### DOCUMENT SECTION

· · · ·

On 30 December [1923], I travelled to Brakwa from Asikuma. There, we have only three members of our Jamaat. At one time, there were many Muslims, but all of them left, except for these 3 Ahmadi Muslims. The reason for this [renunciation of Islam] is stated that before the establishment of Ahmadiyya Jamaat here, a Muslim died in this village. His heirs prepared a good spacious grave for him. But the Hausa people, who are natives of Borno, Northern Nigeria, and mostly engage in the work of grave-digging in these areas, told the heirs that this grave was not appropriate, and then dug up a narrow and small grave for their deceased. A dead body could not fit in this grave. Therefore, they broke the bones of their dead and buried him in it. After that, those people developed hatred, and apostatised. Only Allah knows best!

People in these areas like to bury their dead in coffins but the Hausa people do not allow it. This restriction is proving to be a barrier for some people who are sincerely willing to accept Islam. Of course, burying in a coffin or a grave is one and the same thing. They can bury their deceased either way, but there is a national custom that people cannot break. Now, when I am asked about it, I explain that the coffin is an unnecessary thing. Why waste money? Yes, if you can easily afford it, there is no harm in burying in it. Many people’s hearts are inclining towards Islam in this manner. Consequently, in addition to many other reasons, the Hausa people have found another reason for their opposition [against us].

· · · ·

### REQUIREMENT A
In the account of the Brakwa visit, who mostly does the work of grave-digging in these areas?
### REQUIREMENT B
Repeat the account of the Brakwa visit word for word, from "On 30 December" to "Allah knows best!".

· · · ·

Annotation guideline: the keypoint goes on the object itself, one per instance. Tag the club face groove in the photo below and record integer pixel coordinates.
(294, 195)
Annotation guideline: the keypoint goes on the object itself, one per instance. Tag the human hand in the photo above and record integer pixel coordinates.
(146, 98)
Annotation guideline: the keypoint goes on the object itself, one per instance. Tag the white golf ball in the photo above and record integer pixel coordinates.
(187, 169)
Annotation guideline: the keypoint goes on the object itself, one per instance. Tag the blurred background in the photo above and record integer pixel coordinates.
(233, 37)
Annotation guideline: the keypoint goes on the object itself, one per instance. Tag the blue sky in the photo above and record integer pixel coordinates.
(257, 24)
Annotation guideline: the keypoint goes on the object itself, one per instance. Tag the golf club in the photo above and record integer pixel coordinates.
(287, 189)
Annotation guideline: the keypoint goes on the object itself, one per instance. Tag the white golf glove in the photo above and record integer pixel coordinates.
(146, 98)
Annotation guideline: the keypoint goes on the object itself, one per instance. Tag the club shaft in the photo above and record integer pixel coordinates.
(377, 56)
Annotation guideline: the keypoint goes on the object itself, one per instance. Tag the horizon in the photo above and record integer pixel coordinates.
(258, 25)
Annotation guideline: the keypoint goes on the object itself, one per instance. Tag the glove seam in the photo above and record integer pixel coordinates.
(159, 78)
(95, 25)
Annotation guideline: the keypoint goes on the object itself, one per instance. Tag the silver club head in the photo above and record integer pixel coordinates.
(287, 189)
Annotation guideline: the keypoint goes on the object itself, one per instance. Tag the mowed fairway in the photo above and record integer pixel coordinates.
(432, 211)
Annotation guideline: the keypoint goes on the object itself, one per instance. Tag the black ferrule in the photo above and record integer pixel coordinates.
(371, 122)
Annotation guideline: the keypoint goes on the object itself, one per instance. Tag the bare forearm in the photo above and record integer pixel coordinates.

· · · ·

### RESULT A
The Hausa people, who are natives of Borno, Northern Nigeria.

### RESULT B
On 30 December [1923], I travelled to Brakwa from Asikuma. There, we have only three members of our Jamaat. At one time, there were many Muslims, but all of them left, except for these 3 Ahmadi Muslims. The reason for this [renunciation of Islam] is stated that before the establishment of Ahmadiyya Jamaat here, a Muslim died in this village. His heirs prepared a good spacious grave for him. But the Hausa people, who are natives of Borno, Northern Nigeria, and mostly engage in the work of grave-digging in these areas, told the heirs that this grave was not appropriate, and then dug up a narrow and small grave for their deceased. A dead body could not fit in this grave. Therefore, they broke the bones of their dead and buried him in it. After that, those people developed hatred, and apostatised. Only Allah knows best!